#### Problem requirements
Extract the full set of records that follows, word for word.

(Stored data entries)
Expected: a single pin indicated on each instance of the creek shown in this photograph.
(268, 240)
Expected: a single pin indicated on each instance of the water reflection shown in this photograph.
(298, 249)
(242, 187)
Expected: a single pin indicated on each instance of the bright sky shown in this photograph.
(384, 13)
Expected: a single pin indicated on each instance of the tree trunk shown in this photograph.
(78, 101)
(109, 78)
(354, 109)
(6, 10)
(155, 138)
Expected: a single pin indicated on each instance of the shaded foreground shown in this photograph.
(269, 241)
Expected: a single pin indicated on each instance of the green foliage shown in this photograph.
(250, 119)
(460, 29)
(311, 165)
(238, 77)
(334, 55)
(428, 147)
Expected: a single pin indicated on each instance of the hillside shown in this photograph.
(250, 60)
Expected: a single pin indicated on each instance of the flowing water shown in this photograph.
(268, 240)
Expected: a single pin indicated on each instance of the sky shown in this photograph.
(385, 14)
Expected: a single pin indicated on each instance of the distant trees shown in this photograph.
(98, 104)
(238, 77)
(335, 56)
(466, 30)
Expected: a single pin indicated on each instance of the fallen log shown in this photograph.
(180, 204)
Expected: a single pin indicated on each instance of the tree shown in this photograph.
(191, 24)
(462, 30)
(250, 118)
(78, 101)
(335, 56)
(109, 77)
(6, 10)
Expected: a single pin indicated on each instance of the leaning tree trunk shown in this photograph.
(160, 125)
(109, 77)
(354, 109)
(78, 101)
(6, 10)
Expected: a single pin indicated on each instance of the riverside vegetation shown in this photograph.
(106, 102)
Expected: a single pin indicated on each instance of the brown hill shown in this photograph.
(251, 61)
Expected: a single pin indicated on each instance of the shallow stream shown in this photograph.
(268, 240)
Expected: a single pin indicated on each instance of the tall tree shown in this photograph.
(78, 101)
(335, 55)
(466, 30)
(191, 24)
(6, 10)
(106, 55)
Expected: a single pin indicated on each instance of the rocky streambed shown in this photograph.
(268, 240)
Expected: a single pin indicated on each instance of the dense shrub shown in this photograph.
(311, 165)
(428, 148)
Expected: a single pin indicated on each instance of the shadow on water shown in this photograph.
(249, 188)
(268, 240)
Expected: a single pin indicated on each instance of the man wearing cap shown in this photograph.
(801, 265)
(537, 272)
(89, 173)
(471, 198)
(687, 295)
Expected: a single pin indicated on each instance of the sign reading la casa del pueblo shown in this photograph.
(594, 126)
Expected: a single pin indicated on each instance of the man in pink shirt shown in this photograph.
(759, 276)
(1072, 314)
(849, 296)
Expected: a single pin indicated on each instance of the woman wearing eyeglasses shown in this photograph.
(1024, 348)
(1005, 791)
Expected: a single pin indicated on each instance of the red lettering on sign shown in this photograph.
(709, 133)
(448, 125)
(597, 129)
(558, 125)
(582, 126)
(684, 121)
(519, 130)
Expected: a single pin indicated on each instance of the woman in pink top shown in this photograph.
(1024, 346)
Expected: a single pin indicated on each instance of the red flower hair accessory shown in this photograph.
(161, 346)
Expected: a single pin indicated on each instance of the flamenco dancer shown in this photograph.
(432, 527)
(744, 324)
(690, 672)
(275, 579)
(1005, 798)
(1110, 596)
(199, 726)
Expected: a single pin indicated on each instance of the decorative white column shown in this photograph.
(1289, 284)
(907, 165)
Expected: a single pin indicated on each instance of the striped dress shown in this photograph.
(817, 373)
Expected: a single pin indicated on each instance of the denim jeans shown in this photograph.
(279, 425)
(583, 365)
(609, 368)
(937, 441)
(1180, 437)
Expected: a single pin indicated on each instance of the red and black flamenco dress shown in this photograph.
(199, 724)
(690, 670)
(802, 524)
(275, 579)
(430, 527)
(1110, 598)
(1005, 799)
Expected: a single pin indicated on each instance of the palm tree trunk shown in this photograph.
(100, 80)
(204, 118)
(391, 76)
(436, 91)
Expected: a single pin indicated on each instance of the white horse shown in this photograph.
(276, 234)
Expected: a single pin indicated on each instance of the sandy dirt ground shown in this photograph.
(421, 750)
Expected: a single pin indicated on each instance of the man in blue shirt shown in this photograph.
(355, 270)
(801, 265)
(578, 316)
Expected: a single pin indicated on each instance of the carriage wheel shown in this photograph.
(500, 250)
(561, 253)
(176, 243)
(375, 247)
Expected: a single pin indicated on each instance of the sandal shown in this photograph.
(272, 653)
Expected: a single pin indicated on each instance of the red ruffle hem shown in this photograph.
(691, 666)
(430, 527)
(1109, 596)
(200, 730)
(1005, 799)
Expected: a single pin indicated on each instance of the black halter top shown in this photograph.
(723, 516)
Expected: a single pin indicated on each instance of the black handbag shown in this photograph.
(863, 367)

#### Written response
Expected: a single pin indicated on each instance of the creek shown in this photograph.
(268, 240)
Expected: a single pin indicated on each instance of the water reflection shown in this photograph.
(298, 249)
(242, 187)
Expected: a single pin indicated on each instance of the bright sky shown in this photograph.
(384, 13)
Expected: a single pin indicated on each instance of the tree trunk shown in this photograph.
(78, 101)
(109, 78)
(354, 109)
(6, 10)
(155, 138)
Expected: a single pin indicated on each instance of the shaded foreground shown in this photograph.
(269, 241)
Expected: a single pin indicated on each instance of the green foliage shown in this photograph.
(250, 119)
(460, 29)
(311, 165)
(238, 77)
(334, 55)
(428, 147)
Expected: a single pin indicated on each instance of the hillside shown in this photograph.
(250, 60)
Expected: a single pin indicated on each instance of the flowing water shown in this photograph.
(268, 240)
Expected: a single pin indicated on each instance of the sky shown in this photograph.
(385, 14)
Expected: a single pin indicated on each instance of the distant trees shown in this photograph.
(98, 104)
(238, 77)
(335, 56)
(466, 30)
Expected: a single pin indicated on each instance of the fallen log shown in this photograph.
(180, 204)
Expected: a single pin indicated on each instance of the tree shown in this photograph.
(191, 24)
(462, 30)
(250, 118)
(78, 101)
(335, 56)
(109, 77)
(6, 10)
Expected: a single pin indicated on each instance of the leaning tree trunk shown in this photograph.
(160, 125)
(109, 77)
(354, 109)
(78, 101)
(6, 10)
Expected: a single pin indicated on each instance of the riverside vegetation shown in this photograph.
(106, 102)
Expected: a single pin indicated on each instance of the brown hill shown in this photograph.
(251, 61)
Expected: a single pin indicated on each instance of the shallow stream shown in this photograph.
(268, 240)
Expected: a single pin indicated on each instance of the tall tree shown in this photograph.
(78, 101)
(335, 55)
(466, 30)
(191, 24)
(6, 10)
(106, 55)
Expected: a single pin indicated on each instance of the rocky streambed shown in this photograph.
(268, 240)
Expected: a single pin indicated on each instance of the dense shrub shown in this photograph.
(311, 165)
(428, 148)
Expected: a single pin indicated on each instance of the shadow on water shown in this photograph.
(249, 188)
(268, 240)
Expected: a single pin indicated on each instance of the man wearing cap shown in this photograph.
(801, 265)
(537, 272)
(89, 173)
(471, 198)
(687, 295)
Expected: a single pin indicated on each instance of the sign reading la casa del pueblo shown in this photograph.
(594, 126)
Expected: a single pin indicated on each instance of the man in pink shirt shown in this photograph.
(759, 276)
(1072, 314)
(849, 296)
Expected: a single pin indicated on each instance of the woman wearing eyeglasses shown in this photograph.
(1024, 348)
(1005, 791)
Expected: a single pin indicated on each instance of the red lettering on sign shown in this photograph.
(709, 133)
(448, 125)
(597, 129)
(558, 125)
(582, 126)
(684, 121)
(519, 130)
Expected: a single pin indicated on each instance of the woman in pink top shown in this photograph.
(1024, 346)
Expected: a single pin indicated on each instance of the red flower hair accessory shown in this photograph.
(161, 346)
Expected: a single pin indicated on each instance of the flamenco dancer shown in this photograph.
(432, 527)
(744, 324)
(690, 672)
(275, 579)
(1005, 798)
(1110, 596)
(199, 726)
Expected: a single pin indicated on each instance of the decorative white column shown in this photograph.
(1289, 284)
(907, 165)
Expected: a single pin indicated on each instance of the striped dress shown in this photograph.
(817, 373)
Expected: a single pin indicated on each instance of the denim jeans shown in this photograph.
(279, 425)
(583, 365)
(609, 368)
(937, 441)
(1180, 437)
Expected: a single pin indicated on each instance of the red and black flamenco dress shown in this photograph.
(199, 724)
(690, 670)
(802, 524)
(275, 579)
(430, 527)
(1110, 598)
(1005, 799)
Expected: a single pin indicated on each instance of the palm tree trunk shown in this photograph.
(100, 80)
(204, 118)
(391, 76)
(436, 91)
Expected: a single pin indicated on each instance of the white horse shown in this photograph.
(276, 234)
Expected: a single pin indicated on each instance of the sandy dirt ground shown in this photograph.
(421, 750)
Expected: a single pin indicated on each instance of the man in blue shirt shown in this photograph.
(355, 270)
(801, 265)
(578, 316)
Expected: a single pin indicated on each instance of the carriage wheel shown in this photograph.
(500, 250)
(561, 253)
(176, 243)
(375, 247)
Expected: a single pin indicated on each instance of the sandal shown in this photograph.
(272, 653)
Expected: a single pin indicated on each instance of the red ruffle hem shown in this photograph.
(691, 666)
(430, 527)
(1109, 596)
(200, 730)
(1005, 799)
Expected: a single pin indicated on each instance of the black halter top shown in this photograph.
(723, 516)
Expected: a single pin indicated on each instance of the black handbag shown in this photograph.
(863, 367)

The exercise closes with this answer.